▶ **What the task requires**: Rewrite each of the records below with "thickest part" swapped out for "widest part", leaving everything else as it is.

▶ **Input data**:
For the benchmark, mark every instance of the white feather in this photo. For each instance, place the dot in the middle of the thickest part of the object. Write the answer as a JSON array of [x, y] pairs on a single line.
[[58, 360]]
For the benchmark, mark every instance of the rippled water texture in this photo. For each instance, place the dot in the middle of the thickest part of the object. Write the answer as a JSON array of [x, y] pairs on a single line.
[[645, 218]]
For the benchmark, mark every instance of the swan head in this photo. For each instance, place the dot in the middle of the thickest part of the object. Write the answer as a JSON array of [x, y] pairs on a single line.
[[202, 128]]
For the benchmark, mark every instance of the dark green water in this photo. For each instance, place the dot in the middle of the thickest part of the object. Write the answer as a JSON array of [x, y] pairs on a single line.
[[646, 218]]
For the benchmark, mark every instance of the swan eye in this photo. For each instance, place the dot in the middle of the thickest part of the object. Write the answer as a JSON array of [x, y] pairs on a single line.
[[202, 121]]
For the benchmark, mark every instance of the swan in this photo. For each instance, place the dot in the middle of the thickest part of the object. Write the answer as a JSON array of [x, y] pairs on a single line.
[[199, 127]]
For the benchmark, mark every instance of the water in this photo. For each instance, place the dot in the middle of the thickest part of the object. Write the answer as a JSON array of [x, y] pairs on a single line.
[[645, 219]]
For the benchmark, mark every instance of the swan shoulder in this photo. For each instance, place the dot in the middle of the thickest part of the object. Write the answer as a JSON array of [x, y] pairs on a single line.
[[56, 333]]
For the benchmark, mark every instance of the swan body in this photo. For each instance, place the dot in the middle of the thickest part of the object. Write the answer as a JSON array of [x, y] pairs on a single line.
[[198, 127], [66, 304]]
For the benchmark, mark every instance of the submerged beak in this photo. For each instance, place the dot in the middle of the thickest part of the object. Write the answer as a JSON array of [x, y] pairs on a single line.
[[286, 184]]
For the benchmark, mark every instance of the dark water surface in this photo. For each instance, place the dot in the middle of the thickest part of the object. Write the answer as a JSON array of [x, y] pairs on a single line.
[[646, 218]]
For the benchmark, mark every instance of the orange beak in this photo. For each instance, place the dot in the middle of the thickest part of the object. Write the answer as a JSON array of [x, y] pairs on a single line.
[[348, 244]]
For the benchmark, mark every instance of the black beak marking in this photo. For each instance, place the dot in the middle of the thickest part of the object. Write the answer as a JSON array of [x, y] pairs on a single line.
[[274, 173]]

▶ **Task response**:
For the benchmark, mark every instance of the white feather in this photo. For each instance, place the dot in the middle of the widest part of the object. Write the answer as a JSON array of [x, y] pairs on a single line.
[[58, 360]]
For the benchmark, mark every instance of the rippled water texture in this photo. For each instance, place the dot in the middle of the widest part of the object. Write the answer as a JSON array of [x, y] pairs on a single line.
[[645, 218]]
For the benchmark, mark every instance of the swan head in this photo. For each instance, place the dot in the middle of the widest part of the object. Write the answer as a JSON array of [x, y] pairs on a single line.
[[202, 128]]
For the benchmark, mark every instance of the dark green water in this photo. For each instance, place the dot in the middle of the widest part of the object. Write the answer as a JSON array of [x, y] pairs on a single line.
[[646, 218]]
For the benchmark, mark every instance of the swan eye in this photo. For each instance, place the dot in the middle of the widest part of the object. Write the answer as a JSON array of [x, y] pairs on a single line.
[[202, 121]]
For the benchmark, mark every instance of the swan in this photo. For each instance, place the dot in the middle of the widest part of the object. Write the answer as a JSON array of [x, y] pairs on a single line.
[[199, 127]]
For the benchmark, mark every instance of the water in this photo. For each instance, place the dot in the middle of the widest part of the object. Write the answer as a JSON array of [x, y] pairs on a single line.
[[645, 219]]
For the benchmark, mark every instance of the swan shoulder in this photo. For each instance, place the dot in the middle of the widest part of the object. Write the answer as a JSON array of [x, y] pairs on a single line.
[[56, 333]]
For the benchmark, mark every instance of the swan body in this photo. For each instance, place the dot in the middle of the widest part of the object. Write the answer as a JSON array of [x, y] pairs on a single line.
[[198, 127], [66, 304]]
For the benchmark, mark every instance of the submerged beak in this photo. For each instance, place the dot in the middle of the widest part of the object. Write the answer as a JSON array of [x, y] pairs on a single line.
[[286, 184]]
For the benchmark, mark every instance of the dark water surface in this photo. For each instance, place the dot in the middle of the widest part of the object. Write the answer as a JSON array of [x, y] pairs on a single line.
[[646, 218]]
For the benchmark, mark every instance of the orange beak in this photo. For each instance, place the dot in the middle of the widest part of the object. Write the answer as a JSON array of [x, y] pairs on a single line.
[[348, 244]]
For the benchmark, mark every instance of the black beak marking in this photo. For each instance, place the dot in the middle of the widest part of the object. Write the answer as a JSON array of [x, y] pairs on a single line.
[[274, 173]]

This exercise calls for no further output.